=== Given problem ===
Copy out the lines from the one containing "target: rear windshield wiper" through the last of the lines below, including both ends, and nothing else.

(Stored data entries)

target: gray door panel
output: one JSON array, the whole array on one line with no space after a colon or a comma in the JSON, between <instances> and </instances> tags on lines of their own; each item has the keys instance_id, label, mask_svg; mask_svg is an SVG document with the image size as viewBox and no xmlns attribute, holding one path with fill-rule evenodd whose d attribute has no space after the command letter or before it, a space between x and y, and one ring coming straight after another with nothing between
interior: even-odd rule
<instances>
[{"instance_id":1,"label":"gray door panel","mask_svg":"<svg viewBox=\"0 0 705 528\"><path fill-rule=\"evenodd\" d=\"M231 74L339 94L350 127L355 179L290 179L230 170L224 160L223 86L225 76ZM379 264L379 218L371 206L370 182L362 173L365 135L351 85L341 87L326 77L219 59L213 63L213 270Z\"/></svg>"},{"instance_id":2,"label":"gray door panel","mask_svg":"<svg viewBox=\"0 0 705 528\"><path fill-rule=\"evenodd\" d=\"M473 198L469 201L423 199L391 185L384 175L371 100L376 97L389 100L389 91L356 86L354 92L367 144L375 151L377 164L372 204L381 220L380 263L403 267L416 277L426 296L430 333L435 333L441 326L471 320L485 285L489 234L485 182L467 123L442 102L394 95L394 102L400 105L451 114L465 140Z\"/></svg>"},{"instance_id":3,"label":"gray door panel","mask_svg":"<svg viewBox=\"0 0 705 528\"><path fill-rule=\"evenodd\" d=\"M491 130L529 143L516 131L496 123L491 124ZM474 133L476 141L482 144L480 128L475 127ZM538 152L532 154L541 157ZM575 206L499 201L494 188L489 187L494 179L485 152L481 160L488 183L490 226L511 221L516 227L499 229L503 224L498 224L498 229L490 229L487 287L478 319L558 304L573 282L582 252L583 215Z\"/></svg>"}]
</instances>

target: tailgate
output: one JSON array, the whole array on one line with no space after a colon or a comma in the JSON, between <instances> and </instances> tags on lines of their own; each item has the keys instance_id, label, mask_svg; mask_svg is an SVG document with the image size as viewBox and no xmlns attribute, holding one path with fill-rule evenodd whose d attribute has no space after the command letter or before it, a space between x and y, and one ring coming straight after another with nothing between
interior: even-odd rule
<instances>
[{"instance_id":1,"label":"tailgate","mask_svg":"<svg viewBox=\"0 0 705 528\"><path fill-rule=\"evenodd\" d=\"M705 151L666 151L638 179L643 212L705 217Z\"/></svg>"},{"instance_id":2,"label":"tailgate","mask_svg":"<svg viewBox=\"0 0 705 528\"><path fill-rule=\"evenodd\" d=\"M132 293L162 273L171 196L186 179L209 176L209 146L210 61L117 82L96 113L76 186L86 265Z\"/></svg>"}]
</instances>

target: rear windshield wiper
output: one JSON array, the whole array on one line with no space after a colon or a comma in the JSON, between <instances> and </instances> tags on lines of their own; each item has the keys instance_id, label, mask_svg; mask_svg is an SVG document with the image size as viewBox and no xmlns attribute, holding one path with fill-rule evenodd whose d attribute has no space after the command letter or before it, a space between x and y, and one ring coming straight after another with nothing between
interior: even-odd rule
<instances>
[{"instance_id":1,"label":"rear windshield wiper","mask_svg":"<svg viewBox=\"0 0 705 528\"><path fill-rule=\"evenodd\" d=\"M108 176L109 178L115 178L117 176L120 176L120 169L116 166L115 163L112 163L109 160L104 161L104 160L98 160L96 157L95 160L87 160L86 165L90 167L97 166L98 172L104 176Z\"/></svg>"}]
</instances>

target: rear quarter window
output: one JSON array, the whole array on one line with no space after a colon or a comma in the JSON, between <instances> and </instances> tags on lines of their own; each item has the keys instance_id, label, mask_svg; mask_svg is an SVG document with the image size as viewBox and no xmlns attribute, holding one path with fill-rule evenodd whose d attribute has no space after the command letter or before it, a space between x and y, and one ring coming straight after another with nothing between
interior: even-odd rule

=== Full answer ===
target: rear windshield wiper
output: one JSON array, the whole array on one line with no space after a colon or a comma in the JSON, between <instances> and </instances> tags on lines of their own; each item has the keys instance_id, label, mask_svg; mask_svg is an SVG document with the image size as viewBox and no xmlns attribute, holding one path with fill-rule evenodd whose d attribute has no space after the command letter or before it, a space between x and y, and one ring coming straight after another with nothing between
interior: even-odd rule
<instances>
[{"instance_id":1,"label":"rear windshield wiper","mask_svg":"<svg viewBox=\"0 0 705 528\"><path fill-rule=\"evenodd\" d=\"M108 176L109 178L115 178L117 176L120 176L120 169L116 166L115 163L112 163L109 160L104 161L104 160L98 160L96 157L95 160L87 160L86 165L90 167L97 166L98 172L104 176Z\"/></svg>"}]
</instances>

target: rear quarter window
output: one JSON array, the whole array on one line with no space after a colon or a comma in the JSON, between <instances> and </instances> tags on lines of their own; each item has the keys instance_id, label, mask_svg; mask_svg is an SVG document with the image size as viewBox and no xmlns attribute, holding one path with fill-rule evenodd whose d attribute has no space after the command letter or before it, a space between x and y, and one ring coming straight after another with nothing between
interior: even-odd rule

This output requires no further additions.